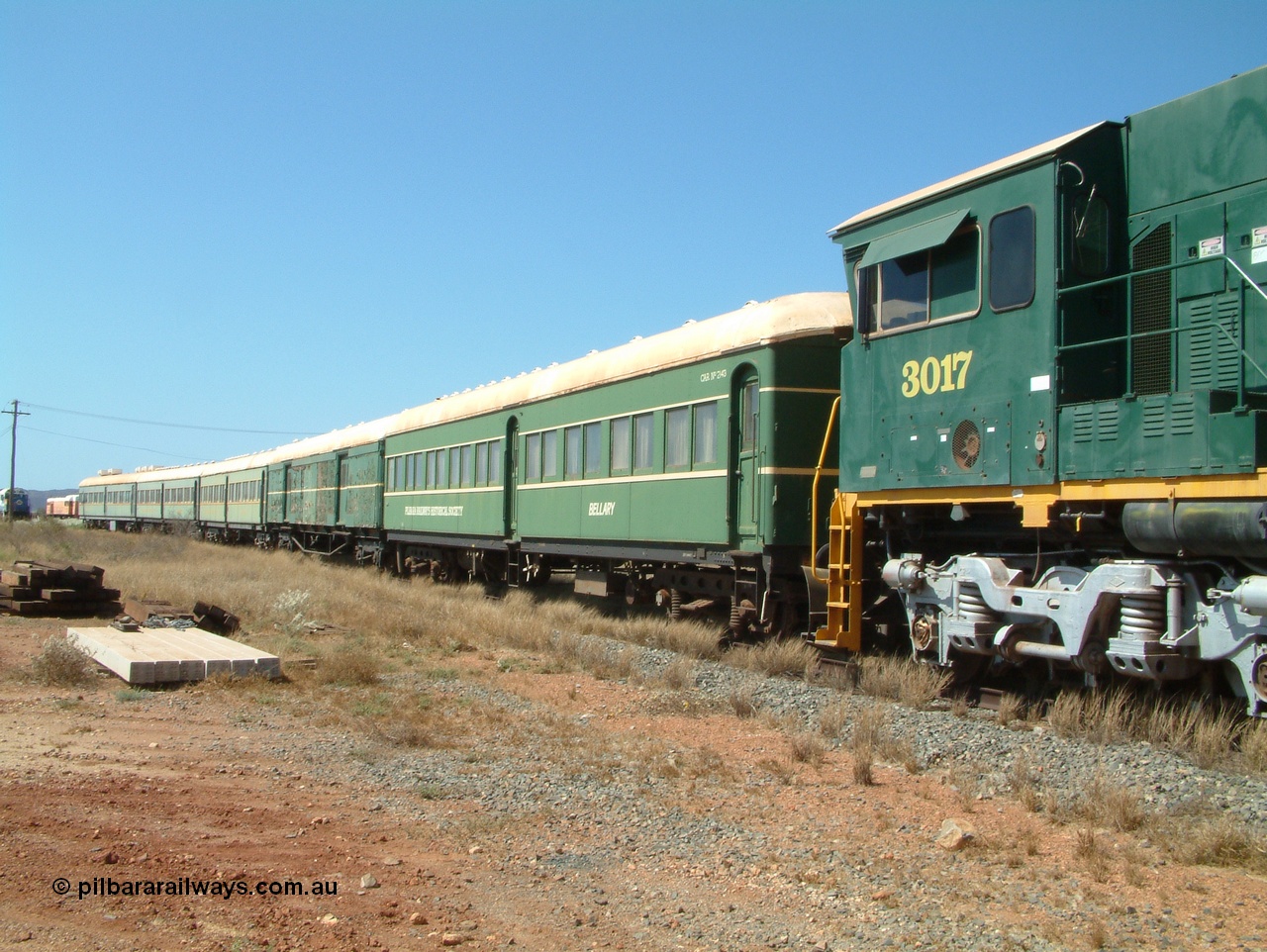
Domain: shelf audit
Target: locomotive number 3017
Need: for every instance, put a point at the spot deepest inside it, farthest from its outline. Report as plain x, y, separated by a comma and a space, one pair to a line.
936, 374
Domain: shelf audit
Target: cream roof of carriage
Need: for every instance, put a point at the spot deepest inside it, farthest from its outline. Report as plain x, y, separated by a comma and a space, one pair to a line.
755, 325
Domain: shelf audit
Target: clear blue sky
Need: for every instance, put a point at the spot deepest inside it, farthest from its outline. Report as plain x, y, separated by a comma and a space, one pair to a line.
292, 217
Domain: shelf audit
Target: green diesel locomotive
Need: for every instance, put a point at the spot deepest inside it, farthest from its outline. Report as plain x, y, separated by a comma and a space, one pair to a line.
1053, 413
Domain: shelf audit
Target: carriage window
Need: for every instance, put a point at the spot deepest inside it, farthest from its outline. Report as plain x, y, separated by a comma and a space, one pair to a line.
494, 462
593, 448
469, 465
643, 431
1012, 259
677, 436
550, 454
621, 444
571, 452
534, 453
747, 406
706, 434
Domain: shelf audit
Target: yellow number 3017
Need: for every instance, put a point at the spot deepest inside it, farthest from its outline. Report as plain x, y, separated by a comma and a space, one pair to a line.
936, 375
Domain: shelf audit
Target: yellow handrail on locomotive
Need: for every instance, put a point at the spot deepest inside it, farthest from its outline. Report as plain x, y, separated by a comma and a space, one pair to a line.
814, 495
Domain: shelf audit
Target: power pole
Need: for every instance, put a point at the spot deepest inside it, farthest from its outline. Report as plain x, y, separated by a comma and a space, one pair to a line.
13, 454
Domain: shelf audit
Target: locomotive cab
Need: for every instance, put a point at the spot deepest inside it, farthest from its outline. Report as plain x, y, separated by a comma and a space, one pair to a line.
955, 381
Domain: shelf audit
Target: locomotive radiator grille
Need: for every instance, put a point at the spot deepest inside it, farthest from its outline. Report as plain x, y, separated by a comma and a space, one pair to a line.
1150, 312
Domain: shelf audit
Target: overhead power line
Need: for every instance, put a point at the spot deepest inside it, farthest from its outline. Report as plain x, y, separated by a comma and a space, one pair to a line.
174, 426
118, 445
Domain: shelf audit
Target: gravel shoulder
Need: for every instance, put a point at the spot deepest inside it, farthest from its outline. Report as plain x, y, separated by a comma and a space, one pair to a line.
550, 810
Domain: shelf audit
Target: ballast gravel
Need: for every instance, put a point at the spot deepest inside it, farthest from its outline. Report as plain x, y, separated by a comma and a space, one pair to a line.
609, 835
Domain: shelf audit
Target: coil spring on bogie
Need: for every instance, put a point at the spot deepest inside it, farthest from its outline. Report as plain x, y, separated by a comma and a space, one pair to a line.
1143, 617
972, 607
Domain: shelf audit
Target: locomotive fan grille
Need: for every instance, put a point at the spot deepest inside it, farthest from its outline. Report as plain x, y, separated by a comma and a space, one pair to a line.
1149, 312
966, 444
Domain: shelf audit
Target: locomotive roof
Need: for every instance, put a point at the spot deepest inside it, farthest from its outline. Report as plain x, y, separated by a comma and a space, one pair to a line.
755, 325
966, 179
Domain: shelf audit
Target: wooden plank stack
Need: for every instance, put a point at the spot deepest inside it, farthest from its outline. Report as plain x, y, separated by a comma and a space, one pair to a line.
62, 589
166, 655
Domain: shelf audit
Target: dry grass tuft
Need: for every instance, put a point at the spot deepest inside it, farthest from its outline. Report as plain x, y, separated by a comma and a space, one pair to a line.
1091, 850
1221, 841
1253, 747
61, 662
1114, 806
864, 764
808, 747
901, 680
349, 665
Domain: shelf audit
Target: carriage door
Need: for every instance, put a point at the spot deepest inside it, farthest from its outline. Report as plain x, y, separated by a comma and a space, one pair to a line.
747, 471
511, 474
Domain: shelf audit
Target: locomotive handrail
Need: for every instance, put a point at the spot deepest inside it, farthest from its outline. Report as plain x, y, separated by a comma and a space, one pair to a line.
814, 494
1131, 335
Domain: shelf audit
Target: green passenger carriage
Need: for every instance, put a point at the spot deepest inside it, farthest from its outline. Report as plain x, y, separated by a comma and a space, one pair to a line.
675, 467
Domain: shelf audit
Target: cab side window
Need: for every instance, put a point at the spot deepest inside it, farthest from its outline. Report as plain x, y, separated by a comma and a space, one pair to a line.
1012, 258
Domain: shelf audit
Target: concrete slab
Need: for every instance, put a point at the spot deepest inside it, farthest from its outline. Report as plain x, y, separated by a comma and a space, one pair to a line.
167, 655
+ + + + +
◆ STATED TASK ◆
All records must be output exactly as they are, except for the pictures, which are left out.

◆ EXERCISE RESULT ◆
Domain: shelf audit
Target: locomotive number 3017
Need: for every instance, put a point at the spot deepest inside it, farthest from its outline. Report as plain x, y, separated by a comma and a space, one pair to a line.
936, 374
Domain: shelf audit
Target: cream roof of carriage
Need: for every instance, put a point at the spot deepest inside it, farthest from its outline. Report as plain x, y, separated by a comma and a space, one pair to a line.
755, 325
Domain: shelf audit
Target: clear blue sky
Need: for every instance, put a point at the spot deepest inside it, farthest from its outline. Report as plain x, y, separated by a comma and a space, one pair to a line.
292, 217
Domain: shelf audit
Target: green diesel locomotive
Need: for every instance, put a point at the spot deepest inside it, farthest from its outline. Report as plain x, y, separated by a comma and a space, one pair to a line.
1053, 413
Domain: shelf audit
Target: carriage window
Need: for every instance, put a point at the spot deepest inside it, farthest from its outline. Report as plain x, y, separated by a comma and a space, one pair to a line.
494, 462
593, 448
469, 465
643, 431
1012, 259
677, 436
550, 454
621, 444
571, 452
534, 453
747, 406
706, 434
Domain: shelf audit
Target: yellow number 3017
Need: for every instance, put a point at the spot deepest inside it, farthest from its outline. Report as plain x, y, separated by a comma and a space, one pair to a line.
936, 375
Domain: shelf audit
Target: yellow handrail on locomotive
Need: for every instance, put a point at the spot deepest inside it, farthest from its outline. Report as plain x, y, separated by a comma and a space, one pair to a line.
814, 495
Domain: shelf audit
Target: power pole
Need: for every instance, put a point at the spot deepest inside it, farthest from its outline. Report as plain x, y, separated by a comma and a space, one pair to a line.
13, 454
Domain: shelf audit
Target: locomotive cab
Need: for every instance, put a point at the spot deepest inside it, farthest from its outline. Report as plain x, y, separated by a comma and a space, one pair to a line.
955, 381
Domain: shelf audit
Target: locomotive radiator grille
Need: for every instance, put a point at the spot deepest inside it, farthest from its outline. Report as plain x, y, separated by a comma and a space, one pair to a line.
1150, 312
Domain: shelf audit
Target: overhead power line
Need: for every instance, put a point at the spot deepest inside it, farthest from its outline. Report as plain x, y, separated by a comma and a space, one pair to a line.
174, 426
118, 445
Domain: shelf audit
Target: gravel shoulder
Need: for every instance, put a point at the spot deepest inside it, farthest from its outline. Report as plain x, y, separated by a comma and a space, one pair to a line.
550, 810
Domain: shelf audit
Target: ballast gravel
Need: for every instance, put a point at the spot deepest inside it, farthest from its outline. Report as plain x, y, separated by a comma and a space, one pair to a line.
609, 835
Domain: shelf audit
Target: coil spring on bogie
Need: for every instance, put a point at the spot deepest inside it, farthest from its outline. Report as plain x, y, separated by a comma and a space, one pair to a line.
1143, 617
972, 607
Domain: shelf audit
Target: locomotive fan grille
Need: for every instance, put a point at the spot deepest inside it, farthest from its outline. Report as plain x, y, separated by a comma and a space, one pair to a line.
1149, 312
966, 444
Domain: shelf audit
Target: locomotive roof
Need: for every instance, put a point at the spot deepest inside it, farthest from its outline. Report as plain x, y, separated by a comma and a space, one pair to a line.
755, 325
966, 179
Domain: shelf audit
Target: wooden plank stack
Need: for every instance, put a point at the spot deepest inside it, farthest from its outline. Report as plain x, y, separated by a comma and a space, one pair to a line.
62, 589
166, 655
Domain: shelf audit
Target: dry grass tuft
Need: for every instance, put a point at the spot deepest inside it, farthest from its outline. Report as plain x, y, separated by a comma and a space, one pair to a line.
1091, 850
1221, 841
1253, 747
61, 662
1114, 806
864, 764
808, 747
901, 680
349, 665
Domain: shelf audit
Target: carriage door
Need: for every instance, put a point at the spot deepest inside it, farthest from its outline. Report as plain x, y, separated by a comma and a space, one pair to a line.
747, 471
511, 474
Domain: shelf audit
Target: locomotive handrail
Need: for every instance, put a point at the spot deepest inside it, farthest from its outline. Report as plain x, y, separated by a comma and a space, one pair to a line.
814, 494
1131, 335
Domain: shelf audit
Target: green passenger carriage
Need: for every instance, put a point at the spot deepest inside it, farthest from its outline. Report as plain x, y, separated by a comma and a space, one pair to a line.
675, 467
Domain: shelf audit
Target: cab side window
Need: for every instance, put a point at the spot deepest inside it, farthest from its outline. Report as plain x, y, separated by a comma and a space, one pair to a line.
1012, 258
Domain: shelf audit
Target: concrete slab
Need: for every instance, put a point at the spot deepest inside it, farthest from its outline. Report as plain x, y, separated by a comma and a space, one pair to a line.
167, 655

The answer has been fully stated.